WORK TO COMPLETE:
Find the line that contains "distant hot air balloon". Repeat that line and all lines following it, exactly, through the end of the listing below.

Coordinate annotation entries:
□ □ □ □

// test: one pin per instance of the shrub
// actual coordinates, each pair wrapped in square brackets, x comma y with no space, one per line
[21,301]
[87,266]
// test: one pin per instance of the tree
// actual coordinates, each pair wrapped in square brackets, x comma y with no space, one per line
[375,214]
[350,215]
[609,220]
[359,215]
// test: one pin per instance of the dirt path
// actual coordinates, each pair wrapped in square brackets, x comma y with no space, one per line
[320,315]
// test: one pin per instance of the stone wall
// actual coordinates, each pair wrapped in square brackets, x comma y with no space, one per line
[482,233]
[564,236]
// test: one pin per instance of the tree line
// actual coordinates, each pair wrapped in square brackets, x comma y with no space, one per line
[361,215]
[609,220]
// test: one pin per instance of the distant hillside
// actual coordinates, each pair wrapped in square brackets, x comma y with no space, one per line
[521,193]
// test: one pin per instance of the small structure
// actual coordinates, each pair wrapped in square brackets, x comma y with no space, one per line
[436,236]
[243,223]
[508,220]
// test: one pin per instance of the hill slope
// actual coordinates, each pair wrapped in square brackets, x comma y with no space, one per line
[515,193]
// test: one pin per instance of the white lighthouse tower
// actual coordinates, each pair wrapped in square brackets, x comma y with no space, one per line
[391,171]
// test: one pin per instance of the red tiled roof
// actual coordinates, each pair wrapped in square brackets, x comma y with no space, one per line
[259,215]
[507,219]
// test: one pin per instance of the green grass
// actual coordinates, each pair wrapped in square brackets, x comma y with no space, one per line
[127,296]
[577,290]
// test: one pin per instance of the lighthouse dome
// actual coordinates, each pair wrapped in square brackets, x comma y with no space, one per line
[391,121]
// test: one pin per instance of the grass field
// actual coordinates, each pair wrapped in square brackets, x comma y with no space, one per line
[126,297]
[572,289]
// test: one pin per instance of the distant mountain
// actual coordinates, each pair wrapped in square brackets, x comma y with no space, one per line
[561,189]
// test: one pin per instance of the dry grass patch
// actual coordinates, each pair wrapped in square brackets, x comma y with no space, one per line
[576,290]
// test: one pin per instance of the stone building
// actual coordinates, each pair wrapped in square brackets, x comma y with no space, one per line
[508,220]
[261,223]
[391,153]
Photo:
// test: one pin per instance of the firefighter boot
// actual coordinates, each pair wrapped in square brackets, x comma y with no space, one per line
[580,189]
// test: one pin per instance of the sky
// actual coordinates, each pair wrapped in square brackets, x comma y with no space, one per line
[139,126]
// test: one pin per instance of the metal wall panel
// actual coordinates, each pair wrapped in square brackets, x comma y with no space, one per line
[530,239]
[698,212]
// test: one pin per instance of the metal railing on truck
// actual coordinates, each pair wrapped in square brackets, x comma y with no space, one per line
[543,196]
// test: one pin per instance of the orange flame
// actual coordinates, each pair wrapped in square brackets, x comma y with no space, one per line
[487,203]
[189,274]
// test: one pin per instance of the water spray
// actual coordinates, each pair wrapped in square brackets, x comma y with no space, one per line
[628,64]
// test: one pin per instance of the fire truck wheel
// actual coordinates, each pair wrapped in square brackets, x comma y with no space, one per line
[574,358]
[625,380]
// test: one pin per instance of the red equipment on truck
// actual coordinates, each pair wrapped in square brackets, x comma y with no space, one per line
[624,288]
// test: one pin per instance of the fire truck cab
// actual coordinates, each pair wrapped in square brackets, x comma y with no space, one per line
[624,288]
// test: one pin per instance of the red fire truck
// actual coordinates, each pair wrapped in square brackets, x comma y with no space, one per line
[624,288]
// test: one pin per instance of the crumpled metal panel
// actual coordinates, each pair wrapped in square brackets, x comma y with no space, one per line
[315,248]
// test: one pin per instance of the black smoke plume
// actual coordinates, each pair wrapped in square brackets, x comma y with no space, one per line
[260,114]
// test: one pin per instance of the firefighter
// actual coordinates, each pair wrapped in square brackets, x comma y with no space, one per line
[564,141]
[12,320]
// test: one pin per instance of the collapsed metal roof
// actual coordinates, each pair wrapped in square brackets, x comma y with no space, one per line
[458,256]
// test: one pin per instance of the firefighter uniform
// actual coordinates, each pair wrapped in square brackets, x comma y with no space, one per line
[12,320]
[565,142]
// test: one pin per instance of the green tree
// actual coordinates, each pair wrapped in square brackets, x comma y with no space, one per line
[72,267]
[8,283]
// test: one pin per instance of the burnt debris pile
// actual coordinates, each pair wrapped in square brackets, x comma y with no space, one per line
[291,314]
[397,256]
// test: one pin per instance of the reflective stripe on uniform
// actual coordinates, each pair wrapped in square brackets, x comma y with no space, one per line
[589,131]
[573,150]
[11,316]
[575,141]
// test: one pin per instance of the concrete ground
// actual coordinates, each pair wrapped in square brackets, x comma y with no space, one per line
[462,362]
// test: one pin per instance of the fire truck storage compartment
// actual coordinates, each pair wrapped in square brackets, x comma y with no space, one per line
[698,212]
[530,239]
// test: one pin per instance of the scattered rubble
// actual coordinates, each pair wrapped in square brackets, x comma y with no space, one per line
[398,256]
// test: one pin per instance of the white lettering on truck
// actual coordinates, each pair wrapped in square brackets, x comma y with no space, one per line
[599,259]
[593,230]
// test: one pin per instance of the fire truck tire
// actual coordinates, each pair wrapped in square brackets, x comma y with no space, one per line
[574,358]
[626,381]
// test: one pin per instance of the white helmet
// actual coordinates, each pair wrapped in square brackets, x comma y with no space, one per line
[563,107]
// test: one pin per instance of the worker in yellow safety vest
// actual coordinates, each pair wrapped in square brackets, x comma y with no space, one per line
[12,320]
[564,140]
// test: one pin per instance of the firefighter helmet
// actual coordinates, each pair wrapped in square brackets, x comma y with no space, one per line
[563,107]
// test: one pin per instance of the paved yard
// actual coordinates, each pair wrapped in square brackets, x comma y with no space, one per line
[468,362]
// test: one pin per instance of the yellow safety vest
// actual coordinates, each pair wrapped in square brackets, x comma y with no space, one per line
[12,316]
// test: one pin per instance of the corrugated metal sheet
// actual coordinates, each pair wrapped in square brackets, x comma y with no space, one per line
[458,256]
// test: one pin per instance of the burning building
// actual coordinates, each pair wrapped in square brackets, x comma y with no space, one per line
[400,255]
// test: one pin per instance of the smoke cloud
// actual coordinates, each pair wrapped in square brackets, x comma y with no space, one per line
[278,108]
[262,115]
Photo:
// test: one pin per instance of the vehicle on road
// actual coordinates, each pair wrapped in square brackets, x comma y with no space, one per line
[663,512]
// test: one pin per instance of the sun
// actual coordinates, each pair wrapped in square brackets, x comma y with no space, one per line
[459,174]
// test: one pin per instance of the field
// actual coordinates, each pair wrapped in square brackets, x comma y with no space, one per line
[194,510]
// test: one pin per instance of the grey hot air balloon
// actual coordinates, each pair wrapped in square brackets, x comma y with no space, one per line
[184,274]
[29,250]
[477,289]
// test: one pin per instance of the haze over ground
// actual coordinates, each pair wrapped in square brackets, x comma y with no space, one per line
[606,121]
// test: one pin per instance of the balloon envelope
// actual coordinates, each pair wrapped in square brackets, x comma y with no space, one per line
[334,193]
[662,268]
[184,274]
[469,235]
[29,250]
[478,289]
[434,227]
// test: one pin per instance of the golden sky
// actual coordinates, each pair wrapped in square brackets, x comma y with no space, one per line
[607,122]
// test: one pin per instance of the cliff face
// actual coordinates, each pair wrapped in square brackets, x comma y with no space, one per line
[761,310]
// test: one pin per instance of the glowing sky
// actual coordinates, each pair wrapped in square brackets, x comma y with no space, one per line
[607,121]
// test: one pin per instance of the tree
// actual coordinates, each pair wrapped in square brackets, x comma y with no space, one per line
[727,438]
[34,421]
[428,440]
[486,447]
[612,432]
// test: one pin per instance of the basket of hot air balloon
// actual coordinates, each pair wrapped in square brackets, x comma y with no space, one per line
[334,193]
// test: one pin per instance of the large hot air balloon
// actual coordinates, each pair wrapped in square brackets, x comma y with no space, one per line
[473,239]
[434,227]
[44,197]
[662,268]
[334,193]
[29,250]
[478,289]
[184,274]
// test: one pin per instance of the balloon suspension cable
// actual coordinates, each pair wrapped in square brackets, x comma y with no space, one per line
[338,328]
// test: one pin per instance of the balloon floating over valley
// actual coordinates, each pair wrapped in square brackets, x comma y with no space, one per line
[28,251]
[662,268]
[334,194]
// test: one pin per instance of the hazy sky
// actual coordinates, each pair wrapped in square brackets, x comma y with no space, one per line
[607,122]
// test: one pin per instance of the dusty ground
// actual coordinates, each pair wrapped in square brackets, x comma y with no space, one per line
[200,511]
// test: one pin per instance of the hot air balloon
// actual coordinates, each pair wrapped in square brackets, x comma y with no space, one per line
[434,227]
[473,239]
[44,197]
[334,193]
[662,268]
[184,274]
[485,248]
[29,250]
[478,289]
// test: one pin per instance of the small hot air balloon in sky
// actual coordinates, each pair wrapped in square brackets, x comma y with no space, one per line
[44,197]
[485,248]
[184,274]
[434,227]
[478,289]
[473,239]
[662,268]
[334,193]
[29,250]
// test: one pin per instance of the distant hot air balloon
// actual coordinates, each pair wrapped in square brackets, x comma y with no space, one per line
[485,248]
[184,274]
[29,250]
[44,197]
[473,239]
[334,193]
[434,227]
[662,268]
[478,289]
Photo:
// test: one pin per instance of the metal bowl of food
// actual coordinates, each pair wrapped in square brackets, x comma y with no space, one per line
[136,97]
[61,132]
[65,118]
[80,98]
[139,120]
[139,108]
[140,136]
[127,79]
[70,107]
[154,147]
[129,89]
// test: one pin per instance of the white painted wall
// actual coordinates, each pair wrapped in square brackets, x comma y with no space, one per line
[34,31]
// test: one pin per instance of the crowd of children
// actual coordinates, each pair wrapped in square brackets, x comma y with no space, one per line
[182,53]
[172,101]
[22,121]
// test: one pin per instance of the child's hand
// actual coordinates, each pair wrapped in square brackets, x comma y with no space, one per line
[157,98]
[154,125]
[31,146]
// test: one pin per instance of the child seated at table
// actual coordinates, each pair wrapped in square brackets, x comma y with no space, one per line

□ □ □ □

SOLUTION BELOW:
// test: one pin per instance of the distant hot air balloon
// actual coordinates, each pair wrapped in square brackets, x comma y with no space, one per line
[485,248]
[184,274]
[29,250]
[44,197]
[473,239]
[334,193]
[434,227]
[662,268]
[478,289]
Photo:
// test: one pin per instance of the metal bowl of food
// actual coordinates, each pair wrapped in square brackets, x comma y with no space, one per line
[136,97]
[61,132]
[65,118]
[80,98]
[139,120]
[139,108]
[140,136]
[127,79]
[70,107]
[154,147]
[129,89]
// test: one pin per instance of the white painted wall
// actual coordinates, each pair wrapped in square brackets, x comma y with no space, one per line
[34,31]
// test: one pin per instance of the crowd of children
// actual coordinates, each pair wrapped in square brackets, x comma y with no space, one per line
[182,53]
[172,101]
[22,121]
// test: one pin per instance of the child's hand
// actual coordinates, each pair wrapped in square brackets, x comma y with no space, one per line
[157,98]
[154,125]
[31,146]
// test: one pin per instance of the child seated at table
// actual coordinates, each pair wrapped in square brackets, x comma y with no space, one per line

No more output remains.